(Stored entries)
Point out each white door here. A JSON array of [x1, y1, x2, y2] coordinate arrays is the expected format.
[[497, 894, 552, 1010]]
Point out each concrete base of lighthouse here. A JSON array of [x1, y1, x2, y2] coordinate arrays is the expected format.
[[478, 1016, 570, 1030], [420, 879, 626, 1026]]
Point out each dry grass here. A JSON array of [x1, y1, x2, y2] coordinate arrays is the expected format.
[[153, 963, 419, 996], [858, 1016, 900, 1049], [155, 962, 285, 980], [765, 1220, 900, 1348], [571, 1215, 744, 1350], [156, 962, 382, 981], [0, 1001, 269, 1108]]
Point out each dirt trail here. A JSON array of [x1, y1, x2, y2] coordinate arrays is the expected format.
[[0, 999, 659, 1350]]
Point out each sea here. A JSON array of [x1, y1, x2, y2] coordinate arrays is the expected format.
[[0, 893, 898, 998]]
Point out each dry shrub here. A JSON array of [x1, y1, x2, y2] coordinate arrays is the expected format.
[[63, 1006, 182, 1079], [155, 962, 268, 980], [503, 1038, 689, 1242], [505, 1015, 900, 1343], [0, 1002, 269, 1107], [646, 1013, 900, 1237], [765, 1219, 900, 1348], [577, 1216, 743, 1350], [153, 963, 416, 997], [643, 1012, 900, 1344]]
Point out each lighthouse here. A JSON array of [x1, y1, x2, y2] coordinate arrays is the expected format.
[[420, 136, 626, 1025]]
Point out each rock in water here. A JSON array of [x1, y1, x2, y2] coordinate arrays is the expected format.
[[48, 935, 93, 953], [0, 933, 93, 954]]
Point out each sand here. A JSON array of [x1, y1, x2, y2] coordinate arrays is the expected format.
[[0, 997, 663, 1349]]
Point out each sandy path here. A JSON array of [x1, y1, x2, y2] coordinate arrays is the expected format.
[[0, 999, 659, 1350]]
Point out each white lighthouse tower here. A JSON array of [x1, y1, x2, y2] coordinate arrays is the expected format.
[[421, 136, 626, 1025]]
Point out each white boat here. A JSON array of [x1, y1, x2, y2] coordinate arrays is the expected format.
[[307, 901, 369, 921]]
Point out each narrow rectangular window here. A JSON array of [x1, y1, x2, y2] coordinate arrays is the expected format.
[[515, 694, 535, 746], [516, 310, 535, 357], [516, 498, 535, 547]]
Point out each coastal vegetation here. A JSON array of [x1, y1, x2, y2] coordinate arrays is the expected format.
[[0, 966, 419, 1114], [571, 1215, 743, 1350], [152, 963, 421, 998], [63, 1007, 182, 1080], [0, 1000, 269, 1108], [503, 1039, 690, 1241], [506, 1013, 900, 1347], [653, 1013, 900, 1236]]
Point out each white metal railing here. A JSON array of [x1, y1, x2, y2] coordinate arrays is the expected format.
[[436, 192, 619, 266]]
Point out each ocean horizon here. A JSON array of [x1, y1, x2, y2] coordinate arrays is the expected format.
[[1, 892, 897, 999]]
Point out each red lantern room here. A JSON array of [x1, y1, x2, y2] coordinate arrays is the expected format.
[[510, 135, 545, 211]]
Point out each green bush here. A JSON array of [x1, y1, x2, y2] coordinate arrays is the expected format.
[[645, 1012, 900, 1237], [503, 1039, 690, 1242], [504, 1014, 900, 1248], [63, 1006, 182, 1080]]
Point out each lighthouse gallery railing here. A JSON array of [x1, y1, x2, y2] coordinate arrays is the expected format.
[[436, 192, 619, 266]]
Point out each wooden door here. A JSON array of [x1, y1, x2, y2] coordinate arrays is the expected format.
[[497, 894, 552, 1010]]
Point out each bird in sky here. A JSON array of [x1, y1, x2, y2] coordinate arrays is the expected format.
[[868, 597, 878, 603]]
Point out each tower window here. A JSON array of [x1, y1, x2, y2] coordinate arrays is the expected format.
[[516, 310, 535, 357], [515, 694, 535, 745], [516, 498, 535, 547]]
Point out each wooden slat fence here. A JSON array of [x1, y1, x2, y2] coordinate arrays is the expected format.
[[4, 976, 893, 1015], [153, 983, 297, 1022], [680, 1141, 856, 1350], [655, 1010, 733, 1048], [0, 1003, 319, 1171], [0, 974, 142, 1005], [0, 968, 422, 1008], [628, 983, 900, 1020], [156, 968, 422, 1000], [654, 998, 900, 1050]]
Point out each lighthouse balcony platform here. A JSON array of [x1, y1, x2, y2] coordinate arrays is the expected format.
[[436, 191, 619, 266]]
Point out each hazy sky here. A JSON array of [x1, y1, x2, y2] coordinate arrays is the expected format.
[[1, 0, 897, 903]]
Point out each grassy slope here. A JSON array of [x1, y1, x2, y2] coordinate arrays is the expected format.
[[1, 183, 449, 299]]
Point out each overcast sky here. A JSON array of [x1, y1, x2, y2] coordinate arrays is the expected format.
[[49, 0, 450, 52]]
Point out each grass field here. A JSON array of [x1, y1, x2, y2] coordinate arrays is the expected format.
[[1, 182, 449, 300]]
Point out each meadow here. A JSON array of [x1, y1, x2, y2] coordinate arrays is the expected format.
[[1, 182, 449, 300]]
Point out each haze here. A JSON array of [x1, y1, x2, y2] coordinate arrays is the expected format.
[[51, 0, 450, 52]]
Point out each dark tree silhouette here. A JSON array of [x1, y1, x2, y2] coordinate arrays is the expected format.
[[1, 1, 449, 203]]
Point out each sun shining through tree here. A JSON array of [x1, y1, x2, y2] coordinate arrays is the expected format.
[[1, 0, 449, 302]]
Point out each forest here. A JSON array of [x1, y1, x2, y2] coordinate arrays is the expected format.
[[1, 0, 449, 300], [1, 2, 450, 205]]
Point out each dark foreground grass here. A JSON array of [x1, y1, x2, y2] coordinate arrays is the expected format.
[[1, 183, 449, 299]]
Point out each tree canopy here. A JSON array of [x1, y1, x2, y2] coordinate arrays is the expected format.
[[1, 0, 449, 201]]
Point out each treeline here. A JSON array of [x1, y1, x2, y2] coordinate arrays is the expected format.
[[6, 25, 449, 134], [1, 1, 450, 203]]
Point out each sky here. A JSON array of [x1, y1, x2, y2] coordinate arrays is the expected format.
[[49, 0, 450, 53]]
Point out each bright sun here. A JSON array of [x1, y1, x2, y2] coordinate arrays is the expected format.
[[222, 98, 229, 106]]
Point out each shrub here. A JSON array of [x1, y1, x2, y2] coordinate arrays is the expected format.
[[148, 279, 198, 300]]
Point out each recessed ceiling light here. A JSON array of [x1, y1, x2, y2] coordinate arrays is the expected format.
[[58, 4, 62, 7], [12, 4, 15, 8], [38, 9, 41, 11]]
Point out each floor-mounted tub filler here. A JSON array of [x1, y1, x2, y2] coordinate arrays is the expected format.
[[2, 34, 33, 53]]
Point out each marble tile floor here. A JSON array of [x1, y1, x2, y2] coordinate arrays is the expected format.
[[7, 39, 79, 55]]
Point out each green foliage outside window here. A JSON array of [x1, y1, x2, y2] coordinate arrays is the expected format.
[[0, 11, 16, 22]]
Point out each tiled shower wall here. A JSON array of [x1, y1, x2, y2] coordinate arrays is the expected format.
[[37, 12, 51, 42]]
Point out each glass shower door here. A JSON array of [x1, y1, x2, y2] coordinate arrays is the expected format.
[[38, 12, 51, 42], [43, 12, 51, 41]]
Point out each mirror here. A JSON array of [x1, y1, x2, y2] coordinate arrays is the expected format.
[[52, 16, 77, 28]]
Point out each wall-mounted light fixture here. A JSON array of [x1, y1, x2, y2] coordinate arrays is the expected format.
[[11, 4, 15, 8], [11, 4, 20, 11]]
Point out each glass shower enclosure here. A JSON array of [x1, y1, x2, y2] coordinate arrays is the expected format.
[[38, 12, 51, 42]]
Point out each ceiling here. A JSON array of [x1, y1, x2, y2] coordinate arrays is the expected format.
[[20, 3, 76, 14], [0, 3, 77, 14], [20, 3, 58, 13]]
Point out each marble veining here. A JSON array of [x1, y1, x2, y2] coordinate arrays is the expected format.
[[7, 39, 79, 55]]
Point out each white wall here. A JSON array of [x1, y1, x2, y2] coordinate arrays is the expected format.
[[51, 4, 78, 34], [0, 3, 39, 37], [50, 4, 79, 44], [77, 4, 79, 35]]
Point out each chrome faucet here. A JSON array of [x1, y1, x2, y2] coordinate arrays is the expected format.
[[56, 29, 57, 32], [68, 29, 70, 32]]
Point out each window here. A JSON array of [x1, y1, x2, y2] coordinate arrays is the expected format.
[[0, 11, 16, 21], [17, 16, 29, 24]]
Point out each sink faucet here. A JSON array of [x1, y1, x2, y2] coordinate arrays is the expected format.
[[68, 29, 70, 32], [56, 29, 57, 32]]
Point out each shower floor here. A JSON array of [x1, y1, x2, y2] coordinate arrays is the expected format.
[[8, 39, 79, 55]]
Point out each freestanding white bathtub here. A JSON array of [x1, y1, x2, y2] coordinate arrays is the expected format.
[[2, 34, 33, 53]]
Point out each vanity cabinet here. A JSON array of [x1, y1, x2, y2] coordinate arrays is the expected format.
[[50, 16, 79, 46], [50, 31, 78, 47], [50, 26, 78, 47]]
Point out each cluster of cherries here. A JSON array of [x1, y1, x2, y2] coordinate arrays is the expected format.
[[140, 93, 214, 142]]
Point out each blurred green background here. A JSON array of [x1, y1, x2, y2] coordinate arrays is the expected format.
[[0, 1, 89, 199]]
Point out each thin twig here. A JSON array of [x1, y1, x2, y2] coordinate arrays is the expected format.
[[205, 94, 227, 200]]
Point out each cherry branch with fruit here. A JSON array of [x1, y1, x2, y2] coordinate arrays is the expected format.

WHAT THIS TASK INVOLVES ▸ A verbatim transcription is required of the lines from the one with "Point out each white wall" through the final line of the entries above, and of nothing else.

RESULT ▸
Point out each white wall here. A JSON array of [x1, y1, x2, y2] coordinate arrays is the expected format.
[[51, 4, 78, 34], [0, 3, 39, 37], [50, 4, 79, 44], [77, 4, 79, 35]]
Point out each chrome faucet here. A JSON array of [x1, y1, x2, y2] coordinate arrays is the expected format.
[[56, 29, 57, 32], [68, 29, 70, 32]]
Point out each window here. A JSON array of [x1, y1, x2, y2] coordinate arrays is the expected format.
[[0, 11, 16, 21], [17, 16, 29, 24]]
Point out each sink faucet here. A JSON array of [x1, y1, x2, y2] coordinate arrays is the expected format.
[[68, 29, 70, 32], [56, 29, 57, 32]]
Point out each shower floor here. A JSON array of [x1, y1, x2, y2] coordinate arrays is the expected format.
[[8, 39, 79, 55]]
Point out each freestanding white bathtub here. A JSON array of [x1, y1, x2, y2] coordinate arrays is the expected format.
[[2, 34, 33, 53]]
Point out each vanity cabinet here. A JSON array of [x1, y1, x2, y2] coordinate arrays is the expected format.
[[50, 16, 79, 46], [50, 31, 78, 47], [50, 26, 78, 47]]
Point out each cluster of cherries here. A JSON array of [x1, y1, x2, y2] coordinate arrays is the expected format.
[[140, 93, 214, 142]]
Point out each blurred green background here. A JSON array of [x1, y1, x2, y2] coordinate arrays is the expected format.
[[0, 1, 89, 199]]
Point out each thin twig here. A JSON array of [x1, y1, x2, y2] coordinate arrays is the expected format.
[[205, 94, 227, 200]]
Point out each cherry branch with fruit here. A JSON array of [x1, y1, x2, y2] coordinate arrays is the expected format.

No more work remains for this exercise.